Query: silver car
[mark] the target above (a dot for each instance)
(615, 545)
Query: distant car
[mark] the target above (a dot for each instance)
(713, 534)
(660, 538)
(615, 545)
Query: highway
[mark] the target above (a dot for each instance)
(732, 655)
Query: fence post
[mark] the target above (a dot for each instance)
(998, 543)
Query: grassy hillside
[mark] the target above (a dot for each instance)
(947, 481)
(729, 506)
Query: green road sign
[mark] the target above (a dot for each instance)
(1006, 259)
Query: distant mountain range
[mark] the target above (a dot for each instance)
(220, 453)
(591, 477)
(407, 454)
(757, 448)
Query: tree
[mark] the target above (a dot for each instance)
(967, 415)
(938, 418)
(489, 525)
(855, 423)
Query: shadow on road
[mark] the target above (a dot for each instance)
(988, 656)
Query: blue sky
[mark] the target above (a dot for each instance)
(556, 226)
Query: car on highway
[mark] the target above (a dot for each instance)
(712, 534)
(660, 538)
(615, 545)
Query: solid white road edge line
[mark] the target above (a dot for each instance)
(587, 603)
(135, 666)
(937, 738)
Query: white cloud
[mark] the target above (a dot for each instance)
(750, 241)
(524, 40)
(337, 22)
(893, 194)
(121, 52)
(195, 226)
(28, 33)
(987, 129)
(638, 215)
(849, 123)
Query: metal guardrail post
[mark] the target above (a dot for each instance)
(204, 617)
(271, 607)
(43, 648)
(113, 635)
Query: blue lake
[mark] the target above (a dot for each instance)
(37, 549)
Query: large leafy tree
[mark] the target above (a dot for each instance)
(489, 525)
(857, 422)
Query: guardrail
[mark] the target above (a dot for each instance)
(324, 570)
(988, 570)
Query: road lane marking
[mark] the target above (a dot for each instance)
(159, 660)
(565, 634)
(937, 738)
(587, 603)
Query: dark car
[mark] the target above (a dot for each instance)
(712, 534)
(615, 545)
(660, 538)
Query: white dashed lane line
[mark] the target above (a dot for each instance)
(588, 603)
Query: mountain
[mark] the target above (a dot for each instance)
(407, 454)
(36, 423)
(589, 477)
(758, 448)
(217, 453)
------------------------------
ABOUT THIS TASK: The response should consist of the entries above, retyped exactly.

ANSWER:
Query: silver car
[mark] the target above (a dot for each instance)
(615, 545)
Query: distant car
[mark] the target above (a dot for each instance)
(713, 534)
(660, 538)
(615, 545)
Query: highway
[mark] the target above (a dot for each instance)
(732, 655)
Query: fence post
[mark] the target above (a dot for each instance)
(998, 543)
Query: grassy hillside
[mark] the target above (a dot for each instance)
(947, 481)
(729, 506)
Query: green road sign
[mark] the target above (a dot for each instance)
(1006, 259)
Query: distant mountain range
[mark] the target above (a dot for each instance)
(220, 453)
(591, 477)
(407, 454)
(757, 448)
Query: tree
[mark] the target above (a dot for each instance)
(967, 415)
(938, 418)
(489, 525)
(855, 423)
Query: shadow on road
[mark] the target above (a dot for each instance)
(988, 656)
Query: blue sky
[mark] the target above (a dot for each instance)
(556, 226)
Query: car on highway
[mark] the target above (a dot for each instance)
(712, 534)
(660, 538)
(615, 545)
Query: solid white road edge line
[mark] the target above (a dot for each instance)
(587, 603)
(135, 666)
(937, 738)
Query: white cloud
[mark] the target above (a dot for each instance)
(750, 241)
(524, 40)
(337, 22)
(893, 194)
(121, 52)
(195, 226)
(28, 33)
(987, 129)
(638, 215)
(849, 123)
Query: metal guardrail post
[mark] the target above (a dot for each instance)
(204, 617)
(271, 607)
(43, 648)
(113, 635)
Query: blue lake
[mark] the target above (a dot for each instance)
(37, 549)
Query: large leafy tree
[mark] the target above (a dot for each instance)
(489, 525)
(857, 422)
Query: guardrail
[mark] the target above (a dot for each instance)
(324, 570)
(988, 570)
Query: road lane marking
[mark] the target above (a dot for each instance)
(159, 660)
(565, 634)
(937, 738)
(587, 603)
Query: dark car
[mark] the target above (a dot for each instance)
(712, 534)
(615, 545)
(660, 538)
Query: white dashed lane line
[mark] the target above (a dot for each instance)
(588, 603)
Query: mountain
[mark] the target above (a dot for each instance)
(407, 454)
(36, 423)
(589, 477)
(758, 448)
(217, 453)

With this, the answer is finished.